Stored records
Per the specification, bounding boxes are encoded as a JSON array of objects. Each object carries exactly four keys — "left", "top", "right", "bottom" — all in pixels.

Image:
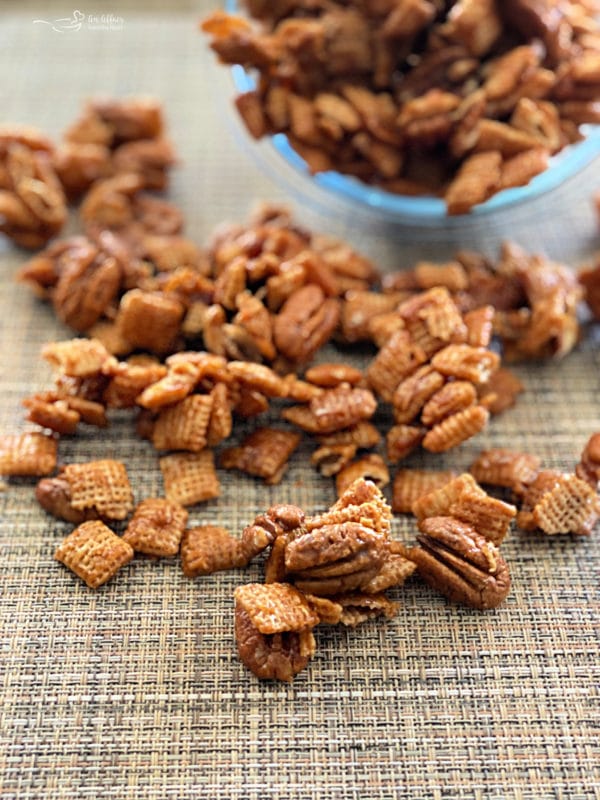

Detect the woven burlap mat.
[{"left": 1, "top": 3, "right": 599, "bottom": 798}]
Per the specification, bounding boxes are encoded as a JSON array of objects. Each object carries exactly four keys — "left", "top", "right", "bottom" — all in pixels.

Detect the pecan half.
[
  {"left": 273, "top": 284, "right": 340, "bottom": 364},
  {"left": 410, "top": 516, "right": 511, "bottom": 610}
]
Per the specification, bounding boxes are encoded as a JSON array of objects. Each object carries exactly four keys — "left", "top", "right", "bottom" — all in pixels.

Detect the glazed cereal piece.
[
  {"left": 515, "top": 470, "right": 565, "bottom": 531},
  {"left": 103, "top": 359, "right": 168, "bottom": 409},
  {"left": 220, "top": 427, "right": 300, "bottom": 484},
  {"left": 206, "top": 382, "right": 233, "bottom": 447},
  {"left": 311, "top": 443, "right": 357, "bottom": 477},
  {"left": 532, "top": 474, "right": 600, "bottom": 536},
  {"left": 181, "top": 521, "right": 274, "bottom": 577},
  {"left": 470, "top": 448, "right": 541, "bottom": 495},
  {"left": 445, "top": 151, "right": 502, "bottom": 215},
  {"left": 386, "top": 424, "right": 426, "bottom": 463},
  {"left": 576, "top": 432, "right": 600, "bottom": 489},
  {"left": 476, "top": 367, "right": 524, "bottom": 415},
  {"left": 336, "top": 292, "right": 398, "bottom": 345},
  {"left": 333, "top": 593, "right": 399, "bottom": 627},
  {"left": 160, "top": 450, "right": 220, "bottom": 506},
  {"left": 308, "top": 384, "right": 377, "bottom": 434},
  {"left": 116, "top": 289, "right": 185, "bottom": 355},
  {"left": 367, "top": 329, "right": 428, "bottom": 402},
  {"left": 463, "top": 306, "right": 495, "bottom": 348},
  {"left": 398, "top": 287, "right": 467, "bottom": 357},
  {"left": 23, "top": 395, "right": 80, "bottom": 435},
  {"left": 226, "top": 361, "right": 286, "bottom": 397},
  {"left": 234, "top": 583, "right": 318, "bottom": 681},
  {"left": 123, "top": 498, "right": 188, "bottom": 557},
  {"left": 279, "top": 374, "right": 323, "bottom": 403},
  {"left": 306, "top": 478, "right": 391, "bottom": 541},
  {"left": 430, "top": 344, "right": 500, "bottom": 385},
  {"left": 63, "top": 459, "right": 134, "bottom": 520},
  {"left": 413, "top": 473, "right": 483, "bottom": 520},
  {"left": 136, "top": 361, "right": 200, "bottom": 410},
  {"left": 303, "top": 594, "right": 343, "bottom": 625},
  {"left": 421, "top": 381, "right": 477, "bottom": 426},
  {"left": 280, "top": 404, "right": 323, "bottom": 434},
  {"left": 335, "top": 454, "right": 390, "bottom": 497},
  {"left": 233, "top": 386, "right": 270, "bottom": 418},
  {"left": 392, "top": 469, "right": 457, "bottom": 513},
  {"left": 447, "top": 489, "right": 516, "bottom": 546},
  {"left": 413, "top": 261, "right": 468, "bottom": 293},
  {"left": 392, "top": 366, "right": 445, "bottom": 425},
  {"left": 304, "top": 363, "right": 364, "bottom": 388},
  {"left": 151, "top": 394, "right": 213, "bottom": 452},
  {"left": 55, "top": 520, "right": 133, "bottom": 589},
  {"left": 316, "top": 421, "right": 381, "bottom": 450},
  {"left": 361, "top": 541, "right": 417, "bottom": 593},
  {"left": 181, "top": 525, "right": 246, "bottom": 577},
  {"left": 422, "top": 405, "right": 490, "bottom": 453},
  {"left": 0, "top": 432, "right": 57, "bottom": 477},
  {"left": 42, "top": 338, "right": 113, "bottom": 378}
]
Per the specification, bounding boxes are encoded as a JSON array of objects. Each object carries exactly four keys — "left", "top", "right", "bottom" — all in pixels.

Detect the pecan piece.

§ ASSIGNMENT
All records above are to be repeated exactly, with the images left out.

§ ANSWER TO THIS TASK
Per the specification, bounding boxes are encoded as a JSON array of objects. Each object carries exactly four keys — "left", "top", "right", "bottom" — all in pixels.

Image:

Detect the woven burlap mat.
[{"left": 1, "top": 3, "right": 599, "bottom": 798}]
Per the specification, bounding boxes are encoded as a JSON array of objects. Each object carries exactly four keys — "left", "top", "right", "bottom" — all in pixels.

Detect the pecan half.
[
  {"left": 273, "top": 284, "right": 340, "bottom": 364},
  {"left": 410, "top": 516, "right": 511, "bottom": 610}
]
Per the specification, bounding boxes are encoded as a JSON array of objects. Each object carries exactly four keys — "left", "top", "right", "bottom" — all in pixels.

Detect the glazed cereal piece.
[
  {"left": 515, "top": 470, "right": 565, "bottom": 531},
  {"left": 103, "top": 359, "right": 168, "bottom": 409},
  {"left": 220, "top": 427, "right": 300, "bottom": 484},
  {"left": 206, "top": 382, "right": 233, "bottom": 447},
  {"left": 311, "top": 443, "right": 357, "bottom": 477},
  {"left": 532, "top": 474, "right": 600, "bottom": 536},
  {"left": 181, "top": 521, "right": 274, "bottom": 577},
  {"left": 470, "top": 448, "right": 541, "bottom": 495},
  {"left": 445, "top": 151, "right": 502, "bottom": 215},
  {"left": 386, "top": 424, "right": 426, "bottom": 463},
  {"left": 576, "top": 432, "right": 600, "bottom": 489},
  {"left": 476, "top": 367, "right": 524, "bottom": 415},
  {"left": 336, "top": 292, "right": 398, "bottom": 345},
  {"left": 333, "top": 593, "right": 399, "bottom": 627},
  {"left": 160, "top": 450, "right": 220, "bottom": 506},
  {"left": 308, "top": 384, "right": 377, "bottom": 434},
  {"left": 116, "top": 289, "right": 185, "bottom": 355},
  {"left": 367, "top": 329, "right": 428, "bottom": 402},
  {"left": 463, "top": 306, "right": 495, "bottom": 348},
  {"left": 398, "top": 287, "right": 467, "bottom": 357},
  {"left": 23, "top": 395, "right": 80, "bottom": 435},
  {"left": 226, "top": 361, "right": 286, "bottom": 397},
  {"left": 234, "top": 583, "right": 318, "bottom": 681},
  {"left": 123, "top": 498, "right": 188, "bottom": 557},
  {"left": 279, "top": 374, "right": 323, "bottom": 403},
  {"left": 306, "top": 478, "right": 391, "bottom": 541},
  {"left": 430, "top": 344, "right": 500, "bottom": 385},
  {"left": 63, "top": 459, "right": 134, "bottom": 520},
  {"left": 413, "top": 473, "right": 483, "bottom": 520},
  {"left": 136, "top": 361, "right": 200, "bottom": 410},
  {"left": 303, "top": 594, "right": 343, "bottom": 625},
  {"left": 421, "top": 381, "right": 477, "bottom": 426},
  {"left": 280, "top": 404, "right": 323, "bottom": 434},
  {"left": 335, "top": 454, "right": 390, "bottom": 497},
  {"left": 233, "top": 386, "right": 270, "bottom": 418},
  {"left": 392, "top": 469, "right": 457, "bottom": 513},
  {"left": 447, "top": 489, "right": 516, "bottom": 546},
  {"left": 413, "top": 261, "right": 468, "bottom": 293},
  {"left": 392, "top": 366, "right": 445, "bottom": 425},
  {"left": 304, "top": 363, "right": 364, "bottom": 388},
  {"left": 151, "top": 394, "right": 213, "bottom": 452},
  {"left": 55, "top": 520, "right": 133, "bottom": 589},
  {"left": 316, "top": 421, "right": 381, "bottom": 450},
  {"left": 361, "top": 541, "right": 417, "bottom": 593},
  {"left": 181, "top": 525, "right": 246, "bottom": 577},
  {"left": 422, "top": 405, "right": 490, "bottom": 453},
  {"left": 0, "top": 432, "right": 57, "bottom": 477},
  {"left": 42, "top": 338, "right": 113, "bottom": 378}
]
Per the specification, bounding boxes are encoded as a JSON array of objects. Each object carries exactly four keys — "left", "top", "right", "bottom" — all in pixels.

Detect the pecan piece.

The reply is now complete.